**WHAT IS BEING ASKED:**
Please write out the complete listing that follows, exactly as it reads.

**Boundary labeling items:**
>> BEGIN

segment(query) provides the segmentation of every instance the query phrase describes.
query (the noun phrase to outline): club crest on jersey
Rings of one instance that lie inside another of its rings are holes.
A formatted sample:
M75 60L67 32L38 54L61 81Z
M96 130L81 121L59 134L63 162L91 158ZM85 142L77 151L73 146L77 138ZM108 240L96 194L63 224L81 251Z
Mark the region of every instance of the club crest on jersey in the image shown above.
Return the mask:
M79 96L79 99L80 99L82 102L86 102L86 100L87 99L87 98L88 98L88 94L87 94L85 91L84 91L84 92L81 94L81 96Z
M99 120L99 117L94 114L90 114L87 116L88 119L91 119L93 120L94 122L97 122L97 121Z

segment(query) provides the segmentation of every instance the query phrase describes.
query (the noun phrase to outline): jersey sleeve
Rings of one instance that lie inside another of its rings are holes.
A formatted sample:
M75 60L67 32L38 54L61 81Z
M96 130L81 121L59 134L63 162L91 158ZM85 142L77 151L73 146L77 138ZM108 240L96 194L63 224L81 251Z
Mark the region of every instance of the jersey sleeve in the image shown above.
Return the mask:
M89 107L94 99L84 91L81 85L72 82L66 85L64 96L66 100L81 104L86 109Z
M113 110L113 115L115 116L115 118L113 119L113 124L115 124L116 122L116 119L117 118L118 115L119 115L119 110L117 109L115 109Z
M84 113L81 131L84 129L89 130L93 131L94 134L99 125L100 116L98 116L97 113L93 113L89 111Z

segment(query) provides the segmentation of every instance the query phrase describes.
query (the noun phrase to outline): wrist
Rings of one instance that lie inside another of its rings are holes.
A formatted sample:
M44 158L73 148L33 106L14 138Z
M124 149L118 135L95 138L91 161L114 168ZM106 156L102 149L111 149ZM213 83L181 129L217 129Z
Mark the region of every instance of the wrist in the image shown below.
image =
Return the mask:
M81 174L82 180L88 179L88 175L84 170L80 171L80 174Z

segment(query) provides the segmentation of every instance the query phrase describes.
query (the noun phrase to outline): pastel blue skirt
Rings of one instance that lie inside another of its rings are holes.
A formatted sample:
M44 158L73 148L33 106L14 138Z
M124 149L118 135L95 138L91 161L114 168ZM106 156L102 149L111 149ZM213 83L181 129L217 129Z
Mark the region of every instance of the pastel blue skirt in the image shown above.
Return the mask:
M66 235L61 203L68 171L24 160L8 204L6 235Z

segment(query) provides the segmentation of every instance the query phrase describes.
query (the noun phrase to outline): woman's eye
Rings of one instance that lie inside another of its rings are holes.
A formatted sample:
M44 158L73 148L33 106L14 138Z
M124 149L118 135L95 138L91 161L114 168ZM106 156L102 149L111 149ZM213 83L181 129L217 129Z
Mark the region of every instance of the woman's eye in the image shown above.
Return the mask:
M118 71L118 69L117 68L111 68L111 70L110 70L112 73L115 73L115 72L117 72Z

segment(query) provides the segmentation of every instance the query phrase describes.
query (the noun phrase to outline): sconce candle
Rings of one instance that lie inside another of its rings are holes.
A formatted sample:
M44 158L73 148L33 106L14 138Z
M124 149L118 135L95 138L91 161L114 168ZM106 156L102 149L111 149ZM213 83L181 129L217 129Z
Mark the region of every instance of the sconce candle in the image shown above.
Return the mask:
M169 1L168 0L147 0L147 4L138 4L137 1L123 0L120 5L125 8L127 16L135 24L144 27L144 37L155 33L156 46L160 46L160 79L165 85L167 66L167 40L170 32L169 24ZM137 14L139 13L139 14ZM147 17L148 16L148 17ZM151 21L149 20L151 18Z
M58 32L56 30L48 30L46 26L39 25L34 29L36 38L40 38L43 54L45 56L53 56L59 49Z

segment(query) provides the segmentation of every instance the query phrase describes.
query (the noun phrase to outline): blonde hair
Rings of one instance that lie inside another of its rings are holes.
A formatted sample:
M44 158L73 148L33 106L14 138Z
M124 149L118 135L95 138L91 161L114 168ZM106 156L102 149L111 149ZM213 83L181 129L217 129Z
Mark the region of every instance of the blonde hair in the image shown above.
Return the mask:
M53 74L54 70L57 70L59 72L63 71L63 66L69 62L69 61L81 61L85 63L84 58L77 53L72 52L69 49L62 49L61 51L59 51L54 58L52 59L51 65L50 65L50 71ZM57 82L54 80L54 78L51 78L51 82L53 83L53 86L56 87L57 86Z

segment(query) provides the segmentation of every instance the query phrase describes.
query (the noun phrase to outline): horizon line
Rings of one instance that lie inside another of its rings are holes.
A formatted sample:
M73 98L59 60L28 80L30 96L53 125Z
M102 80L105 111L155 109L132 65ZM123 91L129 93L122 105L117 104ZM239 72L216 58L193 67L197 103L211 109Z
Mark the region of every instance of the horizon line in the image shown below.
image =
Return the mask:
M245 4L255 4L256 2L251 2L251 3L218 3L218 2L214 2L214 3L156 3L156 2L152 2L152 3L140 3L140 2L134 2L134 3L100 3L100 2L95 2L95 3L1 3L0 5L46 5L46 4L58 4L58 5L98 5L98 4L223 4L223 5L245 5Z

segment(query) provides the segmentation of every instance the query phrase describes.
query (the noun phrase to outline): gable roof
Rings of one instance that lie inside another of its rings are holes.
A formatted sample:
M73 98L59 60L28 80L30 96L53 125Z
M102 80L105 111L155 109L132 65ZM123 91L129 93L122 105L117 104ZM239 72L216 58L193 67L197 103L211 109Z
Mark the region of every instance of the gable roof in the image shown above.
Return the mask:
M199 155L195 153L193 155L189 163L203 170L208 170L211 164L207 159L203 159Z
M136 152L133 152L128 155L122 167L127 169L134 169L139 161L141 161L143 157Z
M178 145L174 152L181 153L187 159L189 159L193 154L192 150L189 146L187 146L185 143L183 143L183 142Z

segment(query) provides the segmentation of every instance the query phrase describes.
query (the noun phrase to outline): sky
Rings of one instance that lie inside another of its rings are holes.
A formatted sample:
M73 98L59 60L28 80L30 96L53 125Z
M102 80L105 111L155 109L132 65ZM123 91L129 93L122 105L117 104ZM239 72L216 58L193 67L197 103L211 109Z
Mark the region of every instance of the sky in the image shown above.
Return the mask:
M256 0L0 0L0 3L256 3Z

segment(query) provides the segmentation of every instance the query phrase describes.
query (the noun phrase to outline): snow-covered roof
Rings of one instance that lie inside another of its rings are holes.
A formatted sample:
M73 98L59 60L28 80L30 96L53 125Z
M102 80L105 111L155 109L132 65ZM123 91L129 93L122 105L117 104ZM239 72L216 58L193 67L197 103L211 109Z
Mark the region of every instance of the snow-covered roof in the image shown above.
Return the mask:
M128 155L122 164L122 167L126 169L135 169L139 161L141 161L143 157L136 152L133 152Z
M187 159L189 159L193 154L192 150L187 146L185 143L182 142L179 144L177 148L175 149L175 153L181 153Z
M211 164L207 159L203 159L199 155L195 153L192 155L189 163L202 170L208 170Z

>> END

**THE OUTPUT:**
segment(query) provides the segmentation of every instance the query phrase describes.
query (the noun phrase to outline): club crest on jersey
Rings of one instance that lie inside another of its rings are holes.
A formatted sample:
M75 60L67 32L38 54L61 81Z
M96 130L81 121L59 134L63 162L91 158ZM85 142L77 151L73 146L77 138ZM108 240L96 194L63 224L81 251Z
Mark the region of every instance of the club crest on jersey in the image shown above.
Return the mask:
M79 96L79 99L80 99L82 102L86 102L86 100L87 99L87 98L88 98L88 94L87 94L85 91L84 91L84 92L81 94L81 96Z
M99 120L99 117L94 114L90 114L87 116L88 119L91 119L93 120L94 122L97 122L97 121Z

segment(query) provides the segmentation of every instance the query phrase describes.
query (the noun phrase to outline): jersey sleeve
Rings of one instance that lie inside another of its rings are holes.
A formatted sample:
M75 60L67 32L38 54L61 81Z
M96 130L81 121L59 134L63 162L91 158ZM85 142L77 151L73 146L77 138ZM108 240L96 194L63 224L81 251Z
Mark the region of every instance of the jersey sleeve in the image shown above.
Return the mask:
M89 107L94 99L84 91L81 85L72 82L66 85L64 96L66 100L81 104L86 109Z
M113 110L113 115L115 116L115 118L113 119L113 124L115 124L116 122L116 119L117 118L118 115L119 115L119 110L117 109L115 109Z
M84 113L81 131L84 129L89 130L93 131L94 134L99 125L100 116L98 116L97 113L93 113L89 111Z

segment(query) provides the segmentation of every instance the query phrase describes.
query (the noun phrase to outline): wrist
Rings of one instance that lie inside another of its rings are holes.
A formatted sample:
M44 158L73 148L33 106L14 138Z
M124 149L118 135L95 138L91 161L114 168ZM106 156L102 149L111 149ZM213 83L181 129L217 129Z
Mark the region of every instance of the wrist in the image shown below.
image =
Return the mask:
M81 174L82 180L88 179L88 175L84 170L80 171L80 174Z

segment(query) provides the segmentation of every instance the query phrase describes.
query (the noun phrase to outline): pastel blue skirt
Rings of one instance that lie inside another of its rings are holes.
A formatted sample:
M44 158L73 148L33 106L14 138Z
M124 149L118 135L95 138L91 161L114 168ZM106 156L102 149L111 149ZM213 83L181 129L217 129Z
Mark the region of every instance of the pastel blue skirt in the image shown above.
Return the mask:
M66 235L61 203L68 171L24 160L8 204L6 235Z

segment(query) provides the segmentation of every instance the query phrase describes.
query (the noun phrase to outline): woman's eye
Rings of one instance that lie inside another of its rings are holes.
A formatted sample:
M44 158L73 148L33 106L14 138Z
M124 149L118 135L95 138L91 161L114 168ZM106 156L102 149L111 149ZM213 83L181 129L217 129Z
Mark the region of every instance of the woman's eye in the image shown above.
Return the mask:
M118 71L118 69L117 68L111 68L111 70L110 70L112 73L115 73L115 72L117 72Z

segment(query) provides the segmentation of every instance the query phrase describes.
query (the noun phrase to outline): sconce candle
Rings of one instance that lie inside another of its rings are holes.
A formatted sample:
M44 158L73 148L33 106L14 138Z
M124 149L118 135L95 138L91 161L114 168ZM106 156L102 149L111 149ZM213 83L181 129L217 129Z
Mark the region of every instance of the sconce candle in the image shown above.
Return the mask:
M169 1L168 0L147 0L147 4L138 4L137 1L123 0L120 5L125 8L127 16L135 24L144 27L144 37L155 33L156 46L160 46L160 79L165 85L167 66L167 40L170 32L169 24ZM137 14L139 13L139 14ZM147 17L148 16L148 17ZM151 21L149 20L151 18Z
M58 32L56 30L48 30L46 26L39 25L34 29L36 38L40 38L43 54L45 56L53 56L59 49Z

segment(query) provides the segmentation of every instance the query phrase describes.
query (the noun phrase to outline): blonde hair
Rings of one instance that lie inside another of its rings are holes.
A formatted sample:
M44 158L73 148L33 106L14 138Z
M124 149L118 135L95 138L91 161L114 168ZM106 156L102 149L111 149ZM213 83L181 129L217 129Z
Mark the region of every instance of the blonde hair in the image shown above.
Return the mask:
M53 74L54 70L57 70L59 72L63 71L63 66L69 62L69 61L81 61L85 63L84 58L77 53L72 52L69 49L62 49L61 51L59 51L54 58L52 59L51 65L50 65L50 71ZM57 82L54 80L54 78L51 78L51 82L53 83L53 86L56 87L57 86Z

segment(query) provides the segmentation of every instance the query phrase describes.
query (the noun phrase to outline): horizon line
Rings of one instance that lie inside another of its rings are holes.
A formatted sample:
M73 98L59 60L28 80L30 96L53 125Z
M102 80L105 111L155 109L132 65ZM123 91L129 93L122 105L117 104ZM239 72L216 58L193 67L197 103L211 109Z
Mark the region of every instance of the horizon line in the image shown below.
image =
Return the mask:
M245 4L255 4L256 2L251 2L251 3L218 3L218 2L214 2L214 3L156 3L156 2L152 2L152 3L140 3L140 2L134 2L134 3L100 3L100 2L95 2L95 3L1 3L0 5L46 5L46 4L58 4L58 5L98 5L98 4L223 4L223 5L245 5Z

segment(query) provides the segmentation of every instance the query phrase describes.
query (the noun phrase to outline): gable roof
Rings of one instance that lie inside another of its rings are holes.
A formatted sample:
M73 98L59 60L28 80L30 96L53 125Z
M102 80L105 111L155 109L132 65ZM123 91L129 93L122 105L117 104ZM239 72L216 58L193 67L197 103L211 109Z
Mark the region of every instance of the gable roof in the image shown above.
Return the mask:
M199 155L195 153L193 155L189 163L203 170L208 170L211 164L207 159L203 159Z
M136 152L133 152L128 155L122 167L127 169L134 169L139 161L141 161L143 157Z
M178 145L174 152L181 153L187 159L189 159L193 154L192 150L189 146L187 146L185 143L183 143L183 142Z

segment(query) provides the segmentation of every instance the query phrase describes.
query (the noun phrase to outline): sky
Rings of one instance that lie inside another of its rings are holes.
A formatted sample:
M73 98L59 60L28 80L30 96L53 125Z
M102 80L105 111L155 109L132 65ZM123 91L129 93L122 105L117 104ZM239 72L216 58L193 67L197 103L211 109Z
Mark the region of every instance of the sky in the image shown above.
Return the mask:
M256 0L0 0L0 3L256 3Z

segment(query) provides the segmentation of every instance the query phrase describes.
query (the noun phrase to outline): snow-covered roof
Rings of one instance that lie inside another of its rings are holes.
A formatted sample:
M73 98L59 60L28 80L30 96L53 125Z
M102 80L105 111L155 109L132 65ZM123 91L129 93L122 105L117 104ZM239 72L216 58L193 67L197 103L211 109Z
Mark the region of every instance of the snow-covered roof in the image shown above.
Return the mask:
M128 155L122 164L122 167L126 169L135 169L139 161L141 161L143 157L136 152L133 152Z
M187 159L189 159L193 154L192 150L187 146L185 143L182 142L179 144L177 148L175 149L175 153L181 153Z
M211 164L207 159L203 159L199 155L195 153L192 155L189 163L202 170L208 170Z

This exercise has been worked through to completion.